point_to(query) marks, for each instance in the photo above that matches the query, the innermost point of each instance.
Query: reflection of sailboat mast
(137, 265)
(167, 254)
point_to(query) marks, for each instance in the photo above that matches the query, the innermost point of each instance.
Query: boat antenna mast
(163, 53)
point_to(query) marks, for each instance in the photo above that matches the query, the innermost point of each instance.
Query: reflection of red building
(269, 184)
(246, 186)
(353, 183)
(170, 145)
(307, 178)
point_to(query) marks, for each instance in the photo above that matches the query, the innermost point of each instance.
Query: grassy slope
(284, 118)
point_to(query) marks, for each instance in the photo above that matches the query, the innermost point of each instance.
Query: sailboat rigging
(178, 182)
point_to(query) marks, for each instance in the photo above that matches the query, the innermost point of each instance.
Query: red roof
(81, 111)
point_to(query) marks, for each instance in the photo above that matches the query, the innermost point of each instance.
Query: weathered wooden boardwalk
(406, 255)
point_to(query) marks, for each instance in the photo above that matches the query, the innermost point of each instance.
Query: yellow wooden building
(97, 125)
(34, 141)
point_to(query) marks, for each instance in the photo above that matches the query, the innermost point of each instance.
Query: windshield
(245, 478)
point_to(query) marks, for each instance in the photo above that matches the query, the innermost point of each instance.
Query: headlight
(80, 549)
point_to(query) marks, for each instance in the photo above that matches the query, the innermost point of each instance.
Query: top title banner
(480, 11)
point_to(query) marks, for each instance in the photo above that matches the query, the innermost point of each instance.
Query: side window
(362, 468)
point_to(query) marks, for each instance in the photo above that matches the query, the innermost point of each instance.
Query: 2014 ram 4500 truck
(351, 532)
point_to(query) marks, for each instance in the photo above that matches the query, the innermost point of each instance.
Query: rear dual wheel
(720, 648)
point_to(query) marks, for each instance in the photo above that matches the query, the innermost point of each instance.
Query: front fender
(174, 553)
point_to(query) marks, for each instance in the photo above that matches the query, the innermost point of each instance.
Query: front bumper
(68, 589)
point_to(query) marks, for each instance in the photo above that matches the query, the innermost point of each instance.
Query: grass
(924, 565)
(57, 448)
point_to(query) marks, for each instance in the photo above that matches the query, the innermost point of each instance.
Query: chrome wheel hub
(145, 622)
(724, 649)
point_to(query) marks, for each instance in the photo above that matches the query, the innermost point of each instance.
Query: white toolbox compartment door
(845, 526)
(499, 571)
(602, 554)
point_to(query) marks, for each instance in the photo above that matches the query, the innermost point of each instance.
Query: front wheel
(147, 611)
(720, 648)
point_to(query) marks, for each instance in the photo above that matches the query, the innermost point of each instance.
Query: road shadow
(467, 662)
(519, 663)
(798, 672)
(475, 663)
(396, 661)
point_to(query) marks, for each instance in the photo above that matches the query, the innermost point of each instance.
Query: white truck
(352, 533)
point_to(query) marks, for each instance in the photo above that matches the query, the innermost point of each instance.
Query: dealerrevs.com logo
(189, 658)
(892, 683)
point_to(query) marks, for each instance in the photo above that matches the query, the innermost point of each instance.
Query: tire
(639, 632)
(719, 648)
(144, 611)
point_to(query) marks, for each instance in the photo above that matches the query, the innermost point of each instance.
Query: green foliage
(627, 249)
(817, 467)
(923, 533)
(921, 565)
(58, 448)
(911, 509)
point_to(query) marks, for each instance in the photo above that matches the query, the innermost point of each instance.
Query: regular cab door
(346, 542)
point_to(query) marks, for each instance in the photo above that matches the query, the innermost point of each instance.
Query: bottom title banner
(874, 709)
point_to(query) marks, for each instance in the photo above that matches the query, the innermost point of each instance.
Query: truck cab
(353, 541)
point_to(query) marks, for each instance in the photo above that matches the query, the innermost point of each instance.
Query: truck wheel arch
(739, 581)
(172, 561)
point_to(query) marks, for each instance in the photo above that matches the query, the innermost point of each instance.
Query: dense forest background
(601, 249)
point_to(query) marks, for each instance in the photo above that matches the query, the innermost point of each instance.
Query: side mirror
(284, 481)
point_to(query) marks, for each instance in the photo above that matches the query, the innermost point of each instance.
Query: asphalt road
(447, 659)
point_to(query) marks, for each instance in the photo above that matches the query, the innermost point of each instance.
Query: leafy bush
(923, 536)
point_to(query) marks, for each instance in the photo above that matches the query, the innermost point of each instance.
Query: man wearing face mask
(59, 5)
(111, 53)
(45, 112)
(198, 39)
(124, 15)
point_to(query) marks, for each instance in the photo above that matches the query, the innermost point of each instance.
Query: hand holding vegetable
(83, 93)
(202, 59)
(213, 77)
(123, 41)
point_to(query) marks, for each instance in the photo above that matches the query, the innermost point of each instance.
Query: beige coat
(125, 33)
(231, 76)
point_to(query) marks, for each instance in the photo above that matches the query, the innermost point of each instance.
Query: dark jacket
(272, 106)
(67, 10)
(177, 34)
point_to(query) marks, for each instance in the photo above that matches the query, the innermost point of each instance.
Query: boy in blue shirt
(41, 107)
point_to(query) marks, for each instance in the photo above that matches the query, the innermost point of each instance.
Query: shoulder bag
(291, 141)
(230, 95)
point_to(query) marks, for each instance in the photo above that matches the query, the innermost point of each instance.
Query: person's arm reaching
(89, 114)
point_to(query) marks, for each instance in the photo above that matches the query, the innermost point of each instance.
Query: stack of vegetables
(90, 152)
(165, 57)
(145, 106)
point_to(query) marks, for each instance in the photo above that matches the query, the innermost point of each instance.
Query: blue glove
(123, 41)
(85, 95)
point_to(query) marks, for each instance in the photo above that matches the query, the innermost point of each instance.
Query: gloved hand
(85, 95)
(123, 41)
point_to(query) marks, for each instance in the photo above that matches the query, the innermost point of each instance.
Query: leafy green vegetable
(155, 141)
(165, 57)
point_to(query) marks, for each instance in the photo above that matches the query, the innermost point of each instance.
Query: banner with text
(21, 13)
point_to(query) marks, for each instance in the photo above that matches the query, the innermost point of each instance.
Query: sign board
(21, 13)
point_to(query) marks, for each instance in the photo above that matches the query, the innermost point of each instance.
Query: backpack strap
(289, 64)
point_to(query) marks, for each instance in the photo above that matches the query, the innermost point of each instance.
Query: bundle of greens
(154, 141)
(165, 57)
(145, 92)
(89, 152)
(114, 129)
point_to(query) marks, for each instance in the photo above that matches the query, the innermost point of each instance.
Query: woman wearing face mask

## Task brief
Every record shown above should be written out again exactly.

## Exercise response
point_to(query) marks, for each instance in the photo above that matches the query, the innermost point of each instance.
Query: reflection of sailboat mast
(137, 265)
(167, 254)
point_to(query) marks, for each instance in the photo above that matches the query, the innermost point of each instance.
Query: boat antenna mast
(163, 53)
point_to(query) marks, for each instance in the photo above that matches the query, the innermost point of each instance.
Query: reflection of red building
(269, 184)
(246, 186)
(353, 183)
(170, 145)
(307, 178)
point_to(query) marks, for each instance in the photo above that matches the query, the innermost point of each instance.
Query: grassy slope
(284, 118)
point_to(query) marks, for each instance in the photo above that matches the query, the innermost point of each instance.
Query: sailboat rigging
(178, 182)
point_to(query) marks, for each instance in the photo above that matches the query, the innermost point of each instance.
Query: red roof
(81, 111)
point_to(query) marks, for each instance in the photo above that matches the query, the innermost point of each instance.
Query: weathered wooden boardwalk
(406, 255)
point_to(query) marks, for each instance in the photo above that matches the query, the innermost point of each instance.
Query: yellow wooden building
(97, 125)
(34, 141)
point_to(query) marks, for each instance in the photo above that matches the query, the innermost point of each instance.
Query: windshield
(245, 478)
point_to(query) marks, for each instance in the photo above that matches the query, the innermost point of each instance.
Query: headlight
(80, 549)
point_to(query) marks, for each instance in the photo above that matches the query, the innermost point of each instance.
Query: top title banner
(480, 11)
point_to(query) marks, for each instance in the photo above that matches the query, the innermost point of each instance.
Query: side window
(362, 468)
point_to(query) marks, for each instance in the photo above that matches the query, the innermost point of each instance.
Query: 2014 ram 4500 truck
(351, 532)
point_to(query) marks, for each instance in the photo above that matches the query, the innermost point of each instance.
Query: rear dual wheel
(720, 648)
point_to(query) marks, for each instance in the photo above that matches the query, the innermost point of each instance.
Query: front fender
(174, 553)
point_to(query) marks, for each instance in the photo above that matches the query, the innermost point of each instance.
Query: front bumper
(68, 589)
point_to(query) marks, for each instance in the photo above that matches the query, the innermost point of each instance.
Query: grass
(924, 565)
(57, 448)
point_to(query) marks, for each instance in the photo above that matches the query, the innermost point of each instance.
Query: chrome wheel hub
(145, 622)
(724, 649)
point_to(query) marks, for each instance in the photo above that matches the query, the innermost point of each instance.
Query: white toolbox compartment door
(845, 526)
(499, 571)
(602, 554)
point_to(query) marks, for each instance in the photo above that matches the query, the innermost point of each instance.
Query: front wheel
(147, 611)
(720, 648)
point_to(query) marks, for each instance in the photo above that matches the query, the innermost point of each instance.
Query: road shadow
(467, 662)
(519, 663)
(798, 672)
(475, 663)
(396, 661)
point_to(query) marks, for each instance in the photo above that matches the query, the innermost point of each instance.
Query: white truck
(352, 533)
point_to(query) marks, for each instance in the photo above that matches the query, the innermost point of each instance.
Query: dealerrevs.com logo
(189, 658)
(892, 683)
point_to(query) marks, for each instance in the photo above that matches the query, the innermost point of each instance.
Query: tire
(639, 632)
(719, 648)
(144, 611)
point_to(query) marks, for each instance in the photo above that matches the query, the innermost point of each instance.
Query: green foliage
(627, 249)
(817, 467)
(923, 533)
(921, 565)
(58, 448)
(911, 509)
point_to(query) marks, for each instance in the photo above that matches the query, the innermost point of each instance.
Query: regular cab door
(346, 542)
point_to(query) marks, for each instance in the photo above that matches the query, the innermost point of each instance.
Query: bottom title banner
(874, 709)
point_to(query) marks, for each instance in the photo above that matches the query, the innermost point of each instance.
Query: truck cab
(353, 541)
point_to(query) marks, for each instance in the photo above that matches the query, the innermost point of each instance.
Query: truck wheel arch
(739, 581)
(172, 561)
point_to(query) marks, for each instance in the photo above that matches the query, the innermost point of each instance.
Query: dense forest background
(601, 249)
point_to(query) marks, for each instance in the photo above that matches the query, the innermost point of each instance.
Query: side mirror
(284, 481)
point_to(query) marks, for each instance in the photo above that matches the query, the innermost point of each instance.
Query: asphalt road
(447, 659)
point_to(query) marks, for each instance in the photo above that matches the query, the innermost point of each instance.
Query: leafy bush
(923, 536)
point_to(query) marks, for each instance in the photo above that matches the query, the innermost point of each instance.
Query: man wearing face mask
(59, 5)
(111, 53)
(45, 112)
(198, 39)
(124, 15)
point_to(query) marks, for each instance in the photo above that matches the query, the innermost point of each instance.
Query: hand holding vegetable
(83, 93)
(202, 59)
(213, 77)
(123, 41)
point_to(query) marks, for each instance in the photo above that matches the query, the innermost point of each instance.
Query: beige coat
(125, 33)
(231, 76)
point_to(query) marks, for each instance in the photo above that matches the query, the innermost point of each instance.
Query: dark jacket
(272, 106)
(67, 10)
(177, 34)
point_to(query) marks, for each instance in the photo above that matches the query, the innermost point of each instance.
Query: boy in blue shirt
(41, 107)
point_to(query) marks, for each instance in the photo above that matches the query, the innermost point of each instance.
Query: shoulder bag
(291, 141)
(230, 95)
point_to(query) marks, for each instance in the photo above that matches the query, the innermost point of each instance.
Query: person's arm reaching
(89, 114)
point_to(query) marks, for each instance in the photo above that matches the query, the innermost point of each instance.
Query: stack of vegetables
(90, 152)
(165, 57)
(145, 106)
point_to(query) marks, for each instance in the photo above that matches the query, the innermost point of each instance.
Query: blue glove
(123, 41)
(85, 95)
point_to(query) marks, for each instance in the photo above that matches the query, the innermost point of each instance.
Query: gloved hand
(85, 95)
(123, 41)
point_to(query) marks, for each instance in the photo above that matches the query, the innermost point of each instance.
Query: leafy green vegetable
(155, 141)
(165, 57)
point_to(query) marks, for each instance in the photo above that matches the query, the innermost point of each instance.
Query: banner with text
(21, 13)
point_to(query) marks, for each instance in the photo above that matches the query, the innermost point of each instance.
Query: sign board
(21, 13)
point_to(query) marks, for each instance in the photo above that matches the query, the innermost point of each instance.
Query: backpack strap
(289, 64)
point_to(query) marks, for each instance in the photo above that matches the query, the innermost point of each instance.
Query: bundle of greens
(154, 141)
(165, 57)
(145, 92)
(89, 152)
(114, 129)
point_to(query) marks, for each instance in the photo above that matches the query, the innermost point of each instance.
Query: woman wearing face mask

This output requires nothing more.